### Job
Arrange the lines below as a Markdown table with two columns, Row and Line. Number each row and omit any blank lines.

[Coordinate annotation records]
>> START
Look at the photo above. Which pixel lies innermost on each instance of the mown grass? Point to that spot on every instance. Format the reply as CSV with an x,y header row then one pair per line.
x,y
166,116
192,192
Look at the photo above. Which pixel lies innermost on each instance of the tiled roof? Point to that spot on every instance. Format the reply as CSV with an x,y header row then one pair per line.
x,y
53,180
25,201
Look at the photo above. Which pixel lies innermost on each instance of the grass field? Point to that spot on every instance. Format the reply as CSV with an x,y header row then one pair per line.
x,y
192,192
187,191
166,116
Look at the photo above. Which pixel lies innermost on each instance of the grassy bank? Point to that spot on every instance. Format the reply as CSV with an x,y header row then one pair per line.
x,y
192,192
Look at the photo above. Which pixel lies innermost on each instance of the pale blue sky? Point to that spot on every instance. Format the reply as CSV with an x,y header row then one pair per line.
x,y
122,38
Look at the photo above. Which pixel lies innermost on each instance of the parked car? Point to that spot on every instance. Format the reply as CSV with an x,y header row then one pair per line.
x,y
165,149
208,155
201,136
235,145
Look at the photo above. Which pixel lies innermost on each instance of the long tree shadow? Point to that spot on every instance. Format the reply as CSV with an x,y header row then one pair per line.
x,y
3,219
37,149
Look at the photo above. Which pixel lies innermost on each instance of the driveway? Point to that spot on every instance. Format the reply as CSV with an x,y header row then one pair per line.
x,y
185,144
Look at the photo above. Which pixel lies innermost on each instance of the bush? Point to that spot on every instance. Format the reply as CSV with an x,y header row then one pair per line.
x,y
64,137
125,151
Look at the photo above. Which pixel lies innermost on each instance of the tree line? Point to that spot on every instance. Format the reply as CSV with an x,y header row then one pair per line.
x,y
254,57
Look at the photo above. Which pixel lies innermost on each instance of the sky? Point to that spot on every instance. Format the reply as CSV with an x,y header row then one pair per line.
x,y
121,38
>> END
### Reply
| Row | Line |
|---|---|
| 1 | Look at the photo above. Which pixel lies innermost on each instance of the mown grass? Point to that spot on every instance. Format the reply as CSV with an x,y header row then one pair per line. |
| 2 | x,y |
| 3 | 166,116 |
| 4 | 192,192 |
| 5 | Look at the photo above. Which pixel lies innermost on each instance of the tiled roof? Point to that spot on every instance. Format the reply as CSV with an x,y header row then one pair per line. |
| 6 | x,y |
| 7 | 53,180 |
| 8 | 25,201 |
| 9 | Look at the photo above. Which pixel lies innermost on each instance of the grass field? Point to that spot on every instance. Format the reply as CSV with an x,y header row then one pair per line. |
| 10 | x,y |
| 11 | 192,192 |
| 12 | 187,191 |
| 13 | 166,116 |
| 14 | Look at the photo above. Which pixel lies innermost on each instance of the grassy bank? Point to that spot on every instance. Format the reply as CSV with an x,y header row then one pair per line. |
| 15 | x,y |
| 16 | 192,192 |
| 17 | Look at the photo above. Which pixel lies innermost on each instance of the pale blue sky? Point to that spot on every instance. Format the reply as CSV with an x,y header row then one pair per line. |
| 18 | x,y |
| 19 | 122,38 |
| 20 | Look at the photo above. Which pixel lies innermost on each instance of the parked car? Point to that spot on every instance. Format the reply as CSV with an x,y header row then one pair per line. |
| 21 | x,y |
| 22 | 165,149 |
| 23 | 208,155 |
| 24 | 201,136 |
| 25 | 235,145 |
| 26 | Look at the photo above. Which pixel lies innermost on each instance of the long tree shadow? Point to that spot on every instance. Format the reply as CSV with an x,y header row then one pair per line. |
| 27 | x,y |
| 28 | 3,219 |
| 29 | 37,149 |
| 30 | Look at the photo above. Which pixel lies innermost on each instance of the driveway? Point to that spot on every instance. Format the reply as CSV with an x,y header row then one pair per line. |
| 31 | x,y |
| 32 | 185,144 |
| 33 | Look at the photo above. Which pixel lies innermost on each instance of the bush? Point to that spot on every instance. Format the reply as CSV with an x,y header row then one pair per line. |
| 34 | x,y |
| 35 | 64,137 |
| 36 | 125,151 |
| 37 | Look at the photo above. Which pixel lies innermost on each instance of the tree line? Point to that spot on every instance. Format the reply as CSV with an x,y header row then one pair per line. |
| 38 | x,y |
| 39 | 254,57 |
| 40 | Look at the photo above. Which pixel lies innermost on each instance of the sky? Point to that spot on every instance. Format the reply as CSV with an x,y header row then one pair per line. |
| 41 | x,y |
| 42 | 121,38 |